What this task involves:
Rewrite the lines below as a numbered list, beginning at the line that has "Task: in the photo above, where can the beige" and stopping after the line that has "x=486, y=395". Include only those lines, and leave out any blank lines.

Task inputs:
■ ■ ■ ■ ■
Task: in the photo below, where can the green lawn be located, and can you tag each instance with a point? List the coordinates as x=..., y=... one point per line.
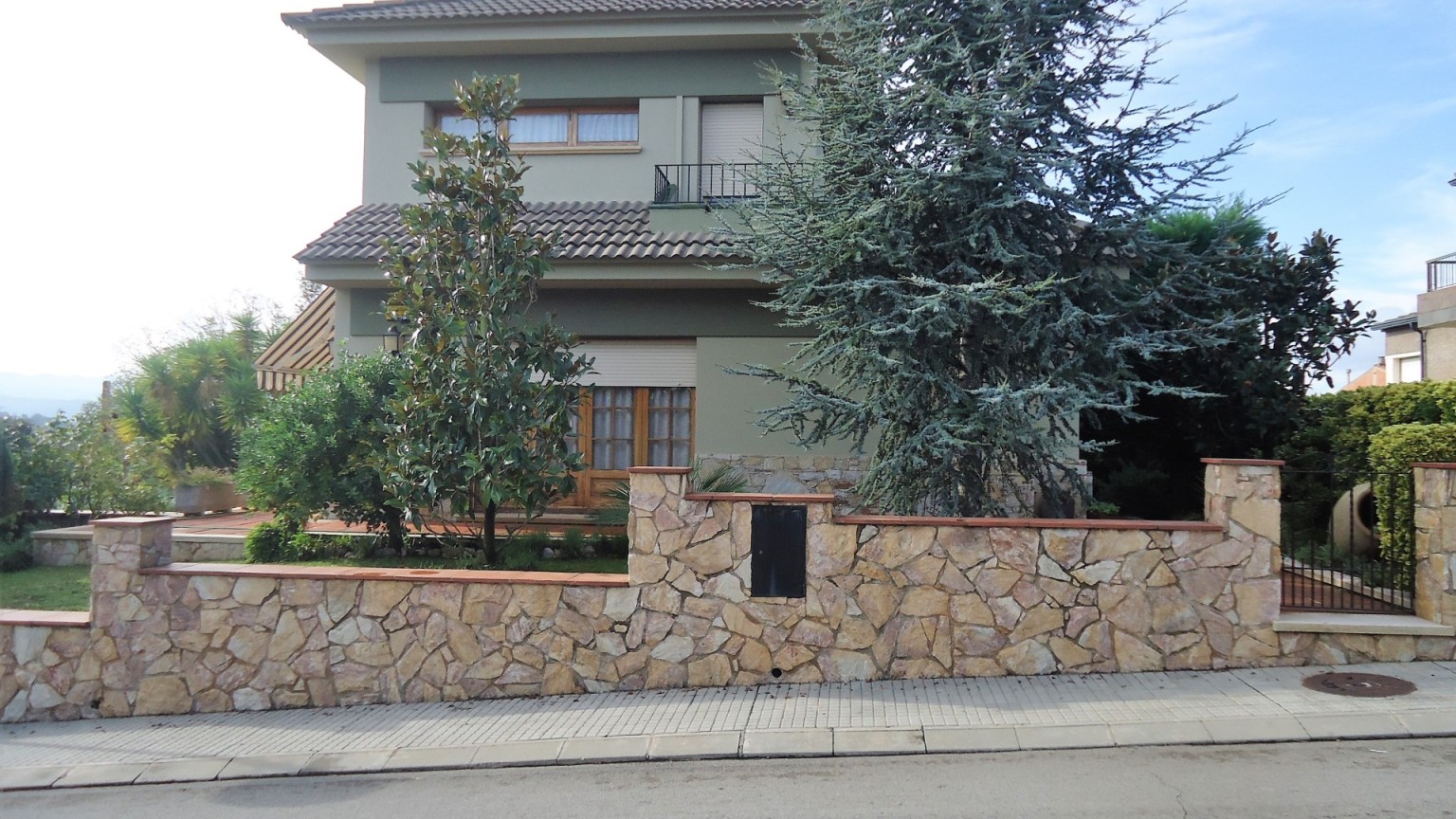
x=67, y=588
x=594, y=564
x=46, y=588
■ ■ ■ ■ ■
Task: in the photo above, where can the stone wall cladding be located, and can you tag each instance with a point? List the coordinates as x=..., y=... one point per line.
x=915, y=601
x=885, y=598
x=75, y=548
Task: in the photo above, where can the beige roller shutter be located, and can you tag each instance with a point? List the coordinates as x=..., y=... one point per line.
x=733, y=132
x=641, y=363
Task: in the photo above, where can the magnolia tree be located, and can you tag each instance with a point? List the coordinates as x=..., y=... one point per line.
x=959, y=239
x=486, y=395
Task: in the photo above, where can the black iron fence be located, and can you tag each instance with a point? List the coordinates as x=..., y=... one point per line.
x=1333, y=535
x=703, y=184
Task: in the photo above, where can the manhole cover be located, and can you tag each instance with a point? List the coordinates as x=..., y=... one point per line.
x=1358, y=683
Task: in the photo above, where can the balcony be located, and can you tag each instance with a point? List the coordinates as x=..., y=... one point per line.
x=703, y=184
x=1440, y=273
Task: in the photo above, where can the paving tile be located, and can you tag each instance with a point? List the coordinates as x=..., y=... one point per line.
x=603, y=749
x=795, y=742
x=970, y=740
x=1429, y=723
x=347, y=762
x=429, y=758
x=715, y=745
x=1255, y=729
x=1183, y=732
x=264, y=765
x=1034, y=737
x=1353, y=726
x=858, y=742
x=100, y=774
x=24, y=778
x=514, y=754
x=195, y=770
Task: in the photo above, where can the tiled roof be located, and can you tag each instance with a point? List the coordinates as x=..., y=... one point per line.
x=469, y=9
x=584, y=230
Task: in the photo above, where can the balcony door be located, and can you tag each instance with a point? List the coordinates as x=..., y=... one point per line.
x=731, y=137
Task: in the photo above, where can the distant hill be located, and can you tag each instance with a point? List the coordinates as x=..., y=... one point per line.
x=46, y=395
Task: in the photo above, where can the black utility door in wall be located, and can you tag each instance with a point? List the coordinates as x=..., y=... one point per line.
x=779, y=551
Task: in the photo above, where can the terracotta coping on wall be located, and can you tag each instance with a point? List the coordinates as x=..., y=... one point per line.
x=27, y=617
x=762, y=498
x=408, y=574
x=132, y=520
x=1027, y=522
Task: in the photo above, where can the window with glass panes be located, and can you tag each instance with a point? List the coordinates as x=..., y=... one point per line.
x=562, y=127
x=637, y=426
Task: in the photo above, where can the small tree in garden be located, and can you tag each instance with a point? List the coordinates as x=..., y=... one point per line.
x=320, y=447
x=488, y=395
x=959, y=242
■ ■ ■ ■ ■
Written response:
1. Task: in the photo above, where can the beige roller shutter be located, and can you tag each instance with a point? List the coordinates as x=..., y=... one point per line.
2. x=733, y=132
3. x=641, y=363
4. Task: in the photo above, where can the magnolia tree be located, and can you tag each instance with a point? List the coordinates as x=..., y=... one point per line.
5. x=959, y=239
6. x=486, y=395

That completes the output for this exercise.